◆ The request ◆
Put the records below into a two-column CSV headed instruction and answer, with one row per record holding its text and its answer. Wrap each field in double quotes and turn line breaks into spaces.

◆ Extracted material ◆
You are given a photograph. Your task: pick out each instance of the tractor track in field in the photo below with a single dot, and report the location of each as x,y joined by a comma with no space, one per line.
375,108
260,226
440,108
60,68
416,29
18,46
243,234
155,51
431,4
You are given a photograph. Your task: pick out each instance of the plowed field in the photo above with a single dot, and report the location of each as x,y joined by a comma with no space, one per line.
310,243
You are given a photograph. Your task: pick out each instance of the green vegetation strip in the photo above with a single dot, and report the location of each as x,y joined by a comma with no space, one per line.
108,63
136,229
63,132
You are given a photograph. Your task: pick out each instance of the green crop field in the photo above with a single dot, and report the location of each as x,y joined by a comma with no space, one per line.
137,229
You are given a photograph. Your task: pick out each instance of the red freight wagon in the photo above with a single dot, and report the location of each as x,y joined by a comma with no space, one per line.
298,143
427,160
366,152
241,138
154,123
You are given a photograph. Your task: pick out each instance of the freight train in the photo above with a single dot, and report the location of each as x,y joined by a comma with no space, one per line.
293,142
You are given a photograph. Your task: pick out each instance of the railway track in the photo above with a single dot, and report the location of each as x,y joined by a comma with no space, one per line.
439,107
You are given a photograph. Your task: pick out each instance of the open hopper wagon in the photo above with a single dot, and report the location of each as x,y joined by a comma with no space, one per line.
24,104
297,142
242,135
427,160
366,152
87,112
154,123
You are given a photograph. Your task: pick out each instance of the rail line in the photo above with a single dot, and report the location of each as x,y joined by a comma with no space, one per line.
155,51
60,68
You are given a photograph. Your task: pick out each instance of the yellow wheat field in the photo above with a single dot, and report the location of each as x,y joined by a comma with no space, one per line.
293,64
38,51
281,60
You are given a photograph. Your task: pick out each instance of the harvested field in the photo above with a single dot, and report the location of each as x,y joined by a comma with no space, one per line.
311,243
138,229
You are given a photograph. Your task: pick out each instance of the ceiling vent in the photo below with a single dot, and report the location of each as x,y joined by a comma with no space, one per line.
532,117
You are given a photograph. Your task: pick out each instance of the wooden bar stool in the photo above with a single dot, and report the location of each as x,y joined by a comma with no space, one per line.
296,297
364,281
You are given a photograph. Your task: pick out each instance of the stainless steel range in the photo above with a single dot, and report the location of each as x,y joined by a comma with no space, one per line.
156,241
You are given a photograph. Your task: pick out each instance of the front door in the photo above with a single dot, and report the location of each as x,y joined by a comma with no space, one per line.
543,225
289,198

◆ Answer to the problem ◆
instruction,answer
"You are given a photograph. Your task: pick out each instance of the tractor track in field in the photo below with a single dot, and report the location of each as x,y joined by a comma with no space, one per line.","375,108 260,226 440,108 60,68 416,29 18,46 243,234 155,51 431,4"
"You are given a photograph. Your task: pick out each instance of the plowed field in the photo above with a single dot, and report the location of each as x,y joined by a comma with no space, one per line.","310,243"
"You are given a photograph. Your task: pick out each instance of the green vegetation strip in the photo above with a single dot, and report the location of each as x,y joined by a comma with no space, one per line.","108,63 136,229 63,132"
"You are given a photograph. Your task: pick out each instance of the green crop field in the photo above with a single dot, and report the location of each as x,y joined by a comma with no space, one per line.","137,229"
"You are given a photograph. Your task: pick out each instance of the red freight wagon in the photo above with a single dot, and report the location of each as x,y joined by a comma with no space, one per line.","298,143 427,160 366,152 241,138 154,123"
"You are given a photograph. Your task: pick out each instance of the freight train in the photo above with a single dot, and report the location of each as x,y joined by a comma with no space, one per line.","293,142"
"You are given a photograph. Your task: pick out each instance of the railway track in the photo above with a single dot, and report the location of each as x,y joined by a comma with no space, one per line.","439,107"
"You are given a photograph. Your task: pick out each instance of the open hopper wagon in the photo above with a single dot, and report the location of each as x,y joined by a comma with no space, one per line.","24,104 297,142 242,135 427,160 366,152 87,112 154,123"
"You are given a photograph. Your task: pick out each instance of the rail line in the photo above with a single dot, and report the location of each as x,y joined by a comma with no space, one per line.","155,51 60,68"
"You are given a photograph. Your task: pick out each instance of the yellow wheat field in the photo above with a single dot, and report the location of each as x,y joined by a comma with no space, one per line.","293,64 38,51 281,60"
"You are given a photograph. Your task: pick out each instance of the harvested field in the photo above with a single dot, and report the location of each as x,y joined by a comma with no space, one per line.","311,243 138,229"
"You are given a photograph. Your task: pick out each instance of the ceiling vent in the photo below with a single dot, and report the location of each as x,y joined by a comma with no space, one per line.","532,117"
"You are given a photograph. Your task: pick out each instance of the wooden bar stool in the photo above with a single dot, and report the location of each as x,y joined by a comma with no space, one per line.","296,297 364,281"
"You are given a photograph. Your task: pick out each instance of the stainless steel range in the photo above with a single dot, and report the location of each as x,y joined by a comma with no space, one per line.","156,241"
"You are given a photograph. Your task: pick out each instance of the front door in the photo above with a single dot, and report the location of each as x,y joined by a comma with no space, one per line.","543,225 289,198"